The Supreme Court has regulated the placement of attorney trust and business accounts since 1967. It established New Jersey's IOLTA program as of March 1, 1988. On February 6, 2003, the Supreme Court adopted amendments to the Rules of Court that related to the operation of IOLTA (Income on Non-Interest Bearing Lawyers Trust Accounts). The amendments took effect on March 1, 2003.

At the same time the Court adopted the Rule amendments, it issued an Administrative Determination. In part, that Determination confirmed the responsibility of IOLTA's Trustees to develop and implement a standard that would establish a "reasonable return" for IOLTA accounts. The Court noted its concern that some financial institutions had very low rates of return on IOLTA accounts. It went on to state that it viewed "the IOLTA Fund as a banking customer and consumer in respect of the interest yield on pooled IOLTA accounts."

In February 2004, the Trustees of IOLTA reported to the Court that efforts to generate a reasonable return on pooled IOLTA accounts had been only partially successful. Quoting from their Court-approved Guidelines, the Trustees noted that the "net yield to IOLTA must provide a reasonable return, according to the standard established by the IOLTA Fund from time to time. Rates, therefore, must be both comparable and reasonable." After extensive analysis and consideration, the Trustees proposed a standard that would tie the net yield on IOLTA accounts to a percentage (75%) of the ninety-day Constant Maturity Treasury Rate (the "90-day CMT"). IOLTA received advice from bankers experienced with rate-setting and selling deposit products to bank customers. All agreed that the 90-day CMT would be relevant to deposit instrument pricing and easily used by banks that already may index their rates to Treasuries.

The Trustees proposed giving financial institutions up to one year to implement the new standard, starting the notification process with financial institutions that had had the poorest performance records in respect of IOLTA accounts. IOLTA's Trustees also generally described a deauthorization process that would be necessary for financial institutions that refused to meet the standard.

The Supreme Court approved the recommendations of the IOLTA Trustees. The Trustees immediately began the notification process, which took several months to complete.

In March 2005, the IOLTA Trustees filed a confidential report with the Court. The Trustees reported on comments IOLTA had received from banks and banking associations. They described the steps taken to implement the 90-day CMT standard and identified financial institutions that remain out of compliance. In addition, the Trustees proposed specific steps to be taken before the Court would formally deauthorize a non-compliant financial institution that had been approved under Rule 1:21-6(b). They noted that because not all banks had been given the one-year notice at the same time, the deauthorization process would be implemented over a period of several months.

The Court accepted the report of IOLTA and directed the Trustees to undertake the following in respect of financial institutions that are not in compliance with the Reasonable Return Standard:

1. One month prior to a financial institution's reaching the one-year mark, IOLTA is to send a letter reminding the bank that a) it is not in compliance, b) what must be done to come into compliance, c) absent compliance, the bank's name will be reported to the Supreme Court, and d) the report to the Court will include IOLTA's recommendation that the bank's status as an authorized depository be withdrawn unless and until it comes into compliance.

* To do:
[1] In the IOLTA passage, what percentage of the 90-day CMT did the Trustees propose as the net yield on IOLTA accounts?
[2] Transcribe the part of the IOLTA passage starting at "1. One month" and ending at "comes into compliance.".

Point placement records:
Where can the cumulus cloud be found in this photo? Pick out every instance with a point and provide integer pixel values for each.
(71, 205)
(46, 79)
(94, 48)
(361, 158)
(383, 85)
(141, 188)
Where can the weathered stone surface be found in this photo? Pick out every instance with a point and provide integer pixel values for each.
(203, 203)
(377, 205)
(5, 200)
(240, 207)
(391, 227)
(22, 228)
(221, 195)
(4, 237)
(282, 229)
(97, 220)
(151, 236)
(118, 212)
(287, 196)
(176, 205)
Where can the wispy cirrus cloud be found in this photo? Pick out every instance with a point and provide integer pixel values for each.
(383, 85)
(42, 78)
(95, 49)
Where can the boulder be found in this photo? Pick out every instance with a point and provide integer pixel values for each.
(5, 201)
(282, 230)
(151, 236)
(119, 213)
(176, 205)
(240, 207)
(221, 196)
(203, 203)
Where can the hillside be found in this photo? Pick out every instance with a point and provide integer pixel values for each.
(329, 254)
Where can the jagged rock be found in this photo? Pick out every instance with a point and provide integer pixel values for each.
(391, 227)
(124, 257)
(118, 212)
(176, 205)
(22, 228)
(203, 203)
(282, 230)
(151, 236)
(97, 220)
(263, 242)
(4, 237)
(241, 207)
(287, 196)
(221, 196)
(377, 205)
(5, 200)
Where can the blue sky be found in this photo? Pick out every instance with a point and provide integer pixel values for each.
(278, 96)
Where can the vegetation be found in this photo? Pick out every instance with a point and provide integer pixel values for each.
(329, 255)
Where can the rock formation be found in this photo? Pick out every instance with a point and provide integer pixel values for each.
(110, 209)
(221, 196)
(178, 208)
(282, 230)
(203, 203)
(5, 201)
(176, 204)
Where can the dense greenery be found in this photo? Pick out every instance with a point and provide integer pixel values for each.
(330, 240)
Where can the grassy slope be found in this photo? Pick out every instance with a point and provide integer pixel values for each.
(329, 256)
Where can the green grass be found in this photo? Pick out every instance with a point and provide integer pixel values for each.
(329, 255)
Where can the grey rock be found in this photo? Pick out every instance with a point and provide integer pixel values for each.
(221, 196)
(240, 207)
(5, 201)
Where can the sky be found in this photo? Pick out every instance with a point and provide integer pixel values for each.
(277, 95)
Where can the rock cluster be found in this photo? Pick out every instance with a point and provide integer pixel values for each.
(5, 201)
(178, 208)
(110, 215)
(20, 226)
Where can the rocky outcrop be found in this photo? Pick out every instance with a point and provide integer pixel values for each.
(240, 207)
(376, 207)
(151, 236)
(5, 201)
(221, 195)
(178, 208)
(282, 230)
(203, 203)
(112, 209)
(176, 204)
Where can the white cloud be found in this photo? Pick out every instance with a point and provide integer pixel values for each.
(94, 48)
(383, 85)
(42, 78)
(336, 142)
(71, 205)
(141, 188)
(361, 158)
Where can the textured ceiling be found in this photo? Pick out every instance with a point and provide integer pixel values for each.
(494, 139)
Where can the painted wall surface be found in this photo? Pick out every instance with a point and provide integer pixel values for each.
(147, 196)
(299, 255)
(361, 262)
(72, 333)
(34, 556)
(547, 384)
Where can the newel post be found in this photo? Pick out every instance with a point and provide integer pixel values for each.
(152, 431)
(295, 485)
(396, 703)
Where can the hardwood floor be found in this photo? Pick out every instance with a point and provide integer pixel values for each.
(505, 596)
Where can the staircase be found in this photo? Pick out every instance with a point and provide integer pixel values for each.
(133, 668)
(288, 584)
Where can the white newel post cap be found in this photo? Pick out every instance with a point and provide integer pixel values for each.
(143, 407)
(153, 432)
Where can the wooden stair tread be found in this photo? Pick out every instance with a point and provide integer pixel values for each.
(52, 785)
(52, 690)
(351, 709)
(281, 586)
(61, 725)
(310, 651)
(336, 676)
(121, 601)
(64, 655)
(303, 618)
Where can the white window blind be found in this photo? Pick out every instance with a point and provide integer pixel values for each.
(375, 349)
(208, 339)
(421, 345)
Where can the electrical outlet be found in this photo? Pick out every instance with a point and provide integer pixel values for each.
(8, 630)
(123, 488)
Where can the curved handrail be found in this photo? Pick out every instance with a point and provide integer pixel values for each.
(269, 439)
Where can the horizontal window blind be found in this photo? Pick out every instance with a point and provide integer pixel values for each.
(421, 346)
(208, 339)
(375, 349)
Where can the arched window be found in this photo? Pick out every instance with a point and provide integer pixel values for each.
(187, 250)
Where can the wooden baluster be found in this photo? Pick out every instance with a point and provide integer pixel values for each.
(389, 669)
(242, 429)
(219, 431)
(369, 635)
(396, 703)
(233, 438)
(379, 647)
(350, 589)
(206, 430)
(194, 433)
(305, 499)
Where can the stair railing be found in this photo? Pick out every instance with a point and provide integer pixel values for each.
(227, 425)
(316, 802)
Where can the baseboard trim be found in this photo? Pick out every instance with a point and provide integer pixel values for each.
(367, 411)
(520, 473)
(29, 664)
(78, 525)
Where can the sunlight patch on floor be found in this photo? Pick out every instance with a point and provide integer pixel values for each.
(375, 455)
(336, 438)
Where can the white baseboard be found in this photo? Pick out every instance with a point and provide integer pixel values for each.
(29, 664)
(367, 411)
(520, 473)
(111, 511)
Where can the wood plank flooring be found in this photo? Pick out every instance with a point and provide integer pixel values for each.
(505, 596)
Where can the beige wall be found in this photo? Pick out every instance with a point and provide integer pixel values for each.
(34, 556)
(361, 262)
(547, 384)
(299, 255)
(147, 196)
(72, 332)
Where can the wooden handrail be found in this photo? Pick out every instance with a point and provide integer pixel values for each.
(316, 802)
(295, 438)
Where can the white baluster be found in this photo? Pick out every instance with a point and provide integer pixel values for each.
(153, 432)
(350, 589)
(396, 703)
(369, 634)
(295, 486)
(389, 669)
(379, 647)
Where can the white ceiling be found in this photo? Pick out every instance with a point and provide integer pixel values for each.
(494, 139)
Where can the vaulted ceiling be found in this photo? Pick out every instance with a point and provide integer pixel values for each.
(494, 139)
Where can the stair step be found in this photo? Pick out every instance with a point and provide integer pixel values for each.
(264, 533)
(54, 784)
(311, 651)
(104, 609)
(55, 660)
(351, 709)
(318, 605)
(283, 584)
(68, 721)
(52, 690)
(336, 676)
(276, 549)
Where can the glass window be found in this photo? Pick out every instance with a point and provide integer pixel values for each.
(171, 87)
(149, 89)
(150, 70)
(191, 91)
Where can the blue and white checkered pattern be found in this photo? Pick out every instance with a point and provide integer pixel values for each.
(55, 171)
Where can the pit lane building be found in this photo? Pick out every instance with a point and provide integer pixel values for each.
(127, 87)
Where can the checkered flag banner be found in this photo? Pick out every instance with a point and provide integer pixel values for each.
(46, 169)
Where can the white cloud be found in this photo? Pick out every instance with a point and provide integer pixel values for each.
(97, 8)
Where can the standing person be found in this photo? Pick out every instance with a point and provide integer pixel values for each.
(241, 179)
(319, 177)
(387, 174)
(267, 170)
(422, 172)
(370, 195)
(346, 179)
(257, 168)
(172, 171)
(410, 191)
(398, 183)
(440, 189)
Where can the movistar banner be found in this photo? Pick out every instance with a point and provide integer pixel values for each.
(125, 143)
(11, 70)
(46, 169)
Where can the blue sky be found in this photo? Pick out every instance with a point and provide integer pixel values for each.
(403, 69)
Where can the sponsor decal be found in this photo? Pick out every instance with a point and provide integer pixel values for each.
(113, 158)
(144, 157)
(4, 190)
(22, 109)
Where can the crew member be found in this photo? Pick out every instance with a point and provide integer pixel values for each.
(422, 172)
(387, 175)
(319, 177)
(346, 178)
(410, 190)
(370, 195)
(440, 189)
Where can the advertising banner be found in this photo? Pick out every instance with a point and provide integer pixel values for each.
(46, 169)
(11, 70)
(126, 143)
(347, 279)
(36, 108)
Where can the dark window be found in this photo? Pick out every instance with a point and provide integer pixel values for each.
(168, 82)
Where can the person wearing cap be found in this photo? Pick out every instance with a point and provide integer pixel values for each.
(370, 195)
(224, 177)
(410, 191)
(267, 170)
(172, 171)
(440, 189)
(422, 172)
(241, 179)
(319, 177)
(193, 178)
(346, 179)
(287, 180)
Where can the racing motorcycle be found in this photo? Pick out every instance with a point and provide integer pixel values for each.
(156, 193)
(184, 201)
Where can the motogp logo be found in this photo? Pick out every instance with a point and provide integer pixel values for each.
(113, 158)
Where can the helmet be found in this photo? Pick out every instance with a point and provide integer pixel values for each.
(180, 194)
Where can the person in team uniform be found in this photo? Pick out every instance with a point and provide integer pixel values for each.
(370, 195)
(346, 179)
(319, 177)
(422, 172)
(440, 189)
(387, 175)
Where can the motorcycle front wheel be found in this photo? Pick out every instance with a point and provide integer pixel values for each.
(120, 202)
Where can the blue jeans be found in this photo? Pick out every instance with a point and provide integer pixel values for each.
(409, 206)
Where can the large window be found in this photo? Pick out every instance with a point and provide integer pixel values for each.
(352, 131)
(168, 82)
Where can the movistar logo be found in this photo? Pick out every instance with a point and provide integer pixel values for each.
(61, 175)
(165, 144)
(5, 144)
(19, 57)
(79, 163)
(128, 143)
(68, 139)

* Solutions below:
[1] 75%

[2]
1. One month prior to a financial institution's reaching the one-year mark, IOLTA is to send a letter reminding the bank that a) it is not in compliance, b) what must be done to come into compliance, c) absent compliance, the bank's name will be reported to the Supreme Court, and d) the report to the Court will include IOLTA's recommendation that the bank's status as an authorized depository be withdrawn unless and until it comes into compliance.